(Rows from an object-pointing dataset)
....
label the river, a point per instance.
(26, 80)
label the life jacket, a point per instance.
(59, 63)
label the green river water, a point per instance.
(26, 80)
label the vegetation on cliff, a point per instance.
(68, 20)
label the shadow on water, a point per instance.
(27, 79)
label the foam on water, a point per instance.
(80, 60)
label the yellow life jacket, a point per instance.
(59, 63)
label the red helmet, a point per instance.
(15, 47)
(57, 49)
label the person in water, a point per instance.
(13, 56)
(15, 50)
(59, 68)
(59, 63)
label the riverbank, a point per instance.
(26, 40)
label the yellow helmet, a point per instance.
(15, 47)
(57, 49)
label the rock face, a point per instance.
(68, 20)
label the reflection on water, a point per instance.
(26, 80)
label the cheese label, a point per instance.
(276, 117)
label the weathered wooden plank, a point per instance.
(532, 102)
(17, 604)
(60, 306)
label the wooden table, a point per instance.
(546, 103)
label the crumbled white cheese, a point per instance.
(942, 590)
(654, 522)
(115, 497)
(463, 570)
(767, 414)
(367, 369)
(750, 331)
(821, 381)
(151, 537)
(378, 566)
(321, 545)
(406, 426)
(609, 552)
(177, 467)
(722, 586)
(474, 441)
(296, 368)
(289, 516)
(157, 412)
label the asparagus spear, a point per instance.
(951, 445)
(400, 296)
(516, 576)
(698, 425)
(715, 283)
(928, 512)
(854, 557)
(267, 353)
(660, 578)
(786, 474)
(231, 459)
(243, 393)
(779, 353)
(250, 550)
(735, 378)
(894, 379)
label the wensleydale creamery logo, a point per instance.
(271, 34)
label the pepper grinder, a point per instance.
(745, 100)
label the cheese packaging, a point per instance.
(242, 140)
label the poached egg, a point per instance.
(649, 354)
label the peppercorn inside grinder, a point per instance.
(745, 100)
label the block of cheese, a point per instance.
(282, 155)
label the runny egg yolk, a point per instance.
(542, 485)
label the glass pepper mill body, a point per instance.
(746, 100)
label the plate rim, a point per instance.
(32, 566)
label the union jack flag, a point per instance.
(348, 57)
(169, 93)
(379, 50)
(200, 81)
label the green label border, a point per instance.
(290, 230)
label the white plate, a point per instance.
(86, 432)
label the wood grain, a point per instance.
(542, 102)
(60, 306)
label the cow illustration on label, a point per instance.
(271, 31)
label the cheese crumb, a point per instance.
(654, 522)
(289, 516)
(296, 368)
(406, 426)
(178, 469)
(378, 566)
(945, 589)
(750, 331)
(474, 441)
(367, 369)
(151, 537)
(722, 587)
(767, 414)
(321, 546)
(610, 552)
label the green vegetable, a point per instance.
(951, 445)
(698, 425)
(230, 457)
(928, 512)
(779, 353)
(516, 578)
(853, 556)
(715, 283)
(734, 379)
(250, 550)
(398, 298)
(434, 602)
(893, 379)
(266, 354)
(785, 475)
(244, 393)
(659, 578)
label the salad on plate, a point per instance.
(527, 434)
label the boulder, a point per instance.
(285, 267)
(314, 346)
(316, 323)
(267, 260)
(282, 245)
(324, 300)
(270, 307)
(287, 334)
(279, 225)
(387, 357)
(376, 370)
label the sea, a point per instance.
....
- _Task directions_
Copy all of the entries above word for word, keeping every line in its original order.

- _Right answer_
label the river, a point per instance.
(26, 80)
label the life jacket, a point per instance.
(59, 63)
label the green river water, a point per instance.
(26, 80)
label the vegetation on cliff, a point per instance.
(68, 20)
label the shadow on water, a point per instance.
(27, 79)
label the foam on water, a point per instance.
(80, 60)
label the yellow life jacket, a point per instance.
(59, 63)
label the red helmet, a point per instance.
(15, 47)
(57, 49)
label the person in water, a point per instance.
(13, 56)
(15, 50)
(59, 68)
(59, 63)
label the riverbank, a point per instance.
(26, 40)
label the yellow helmet, a point per instance.
(15, 47)
(57, 49)
label the rock face, a point per instance.
(68, 20)
label the reflection on water, a point per instance.
(26, 80)
label the cheese label, a point per instance.
(276, 117)
label the weathered wooden plank, a point per instance.
(532, 102)
(17, 604)
(60, 306)
label the wooden table, a point per instance.
(546, 103)
label the crumbled white cheese, a point per instance.
(942, 590)
(654, 522)
(115, 497)
(463, 570)
(767, 414)
(367, 369)
(750, 331)
(821, 381)
(151, 537)
(378, 566)
(321, 545)
(406, 426)
(609, 552)
(177, 467)
(722, 586)
(474, 441)
(296, 368)
(289, 516)
(157, 412)
label the asparagus spear, a point per instance.
(951, 445)
(400, 296)
(516, 576)
(698, 425)
(715, 283)
(928, 512)
(854, 557)
(267, 353)
(660, 578)
(786, 474)
(231, 459)
(243, 393)
(779, 353)
(250, 550)
(735, 378)
(894, 379)
label the wensleydale creamery logo, a point per instance.
(271, 34)
label the pepper grinder, a point per instance.
(745, 100)
label the cheese packaging, a point per instance.
(242, 140)
label the poached egg, a point per instance.
(649, 354)
label the peppercorn inside grinder, a point per instance.
(745, 100)
label the block of cheese, a point per instance.
(282, 155)
label the runny egg yolk, a point per instance.
(542, 485)
label the glass pepper mill body, a point per instance.
(746, 100)
label the plate rim, a point per instance.
(32, 566)
label the union jack flag, a point per instance.
(348, 57)
(169, 93)
(379, 50)
(200, 81)
label the green label border, a point per instance.
(290, 230)
label the white plate, a point per instance.
(86, 432)
label the wood grain, a point per instance.
(542, 102)
(60, 306)
label the cow illustration on label, a point per instance.
(271, 31)
label the cheese crumb, a point per instance.
(654, 522)
(289, 516)
(296, 368)
(406, 426)
(178, 469)
(378, 566)
(945, 589)
(750, 331)
(474, 441)
(367, 369)
(151, 537)
(722, 587)
(767, 414)
(321, 546)
(610, 552)
label the green vegetable, a point per instance.
(951, 445)
(698, 425)
(230, 457)
(928, 512)
(779, 353)
(516, 578)
(853, 556)
(715, 283)
(734, 379)
(250, 550)
(398, 298)
(434, 602)
(893, 379)
(266, 354)
(785, 475)
(244, 393)
(659, 578)
label the salad on plate, a point per instance.
(527, 434)
label the boulder, a point per instance.
(285, 267)
(314, 346)
(316, 323)
(267, 260)
(282, 245)
(324, 300)
(270, 307)
(287, 334)
(279, 225)
(387, 357)
(376, 370)
label the sea, a point per instance.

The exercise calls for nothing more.